OMG...how creepy was that!!  I bet Clint was in heaven seeing himself all over like that.  I think he loves himself a wee bit too much.  
	

	
	
		
		

		
		
	


	




I felt sorry for Jesse though.  I swear I thought he was going to lose it if one more person told him how famous and rich his wife was.  It started to sound like he was a loser and was sooo lucky that she had graced him with her presence.  I give him credit for not freakin' out!!


----------



## Pizzicata (May 11, 2009)

Quote:

   Originally Posted by *Makeup Emporium* 

 
_I felt sorry for Jesse though.  I swear I thought he was going to lose it if one more person told him how famous and rich his wife was.  It started to sound like he was a loser and was sooo lucky that she had graced him with her presence.  I give him credit for not freakin' out!!_

 
I know, that was really tacky.  They didn't treat him like he was worth anything aside from being Mr. Sandra Bullock.  If thats how its going to be why don't they just have celebrity spouses then?   

I also didn't like how Trump shut him down after he told Dennis Rodman "If you weren't so stupid, you'd know I did it [brought to light D.R.'s drinking problem] because I care about you."  Its like intervention.  Trump probably doesn't understand that problems like that can't be fixed by telling people they are "just great" and "amazing" over and over.  Yet he still booted Khloe Kardashian for a D.U.I. from ages ago.  

The show is now "Donald Trump's my new bff"

Trump looked way orange.  I don't know if I can stand anymore Trump ever.  His condo complex in Vegas is ugly, too.

● **Information shown**
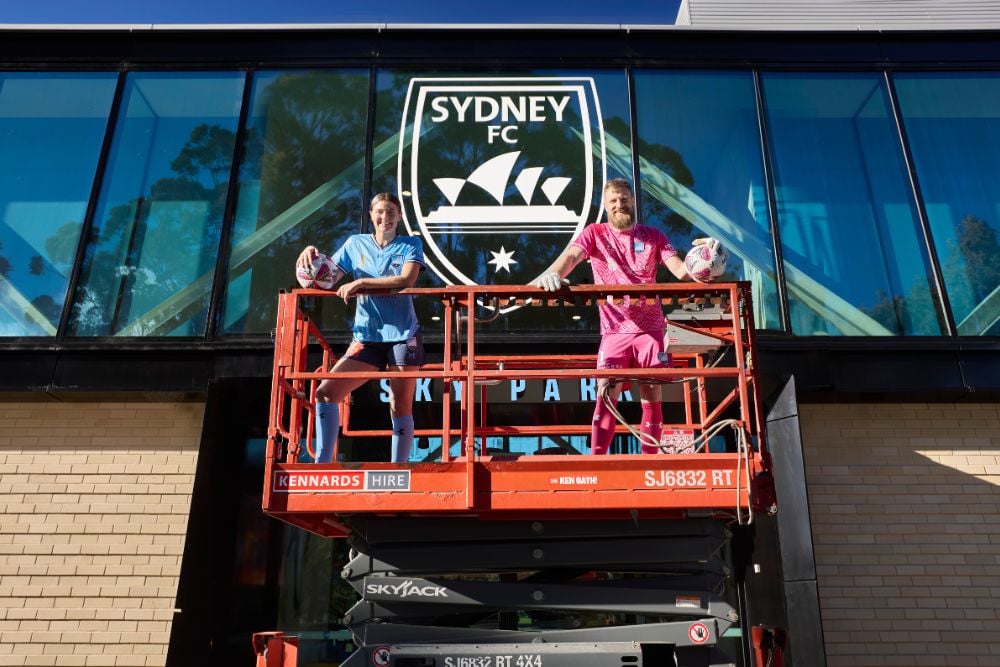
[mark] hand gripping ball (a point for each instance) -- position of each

● **Stated problem**
Write what comes next in the forum thread about Trump's celebrity reality show, starting after its last sentence.

● **Result of this exercise**
----------



## April47 (May 14, 2009)

Quote:

   Originally Posted by *TISH1127* 

 
_I liked Jesse to...But honestly he didn't do anything to warrant him staying IMO...thru the entire game...ever_

 
I know, I know... But he was just so freaking cute. And funny!! He reminds me of Garth Algar (Wayne's World) Lol.

I really thought Annie should have won. Joan?? Really?? That pissed me off. However, it was funny to see Annie almost clap and get excited for her victory only to be fired. LOL.


----------



## MzzRach (May 14, 2009)

Annie was robbed.  She deserved to win.


----------



## Kalico (May 14, 2009)

I think it might have been the charity. Perhaps Donald didn't want the money going out of the country so he picked Joan over Annie. Whatever it was, they were seriously reaching. It was a total joke the way they were priding Joan on her tenacity. That was about all she had going for it even though it made her a loose cannon. Which they conveniently ignored.

Annie should have won.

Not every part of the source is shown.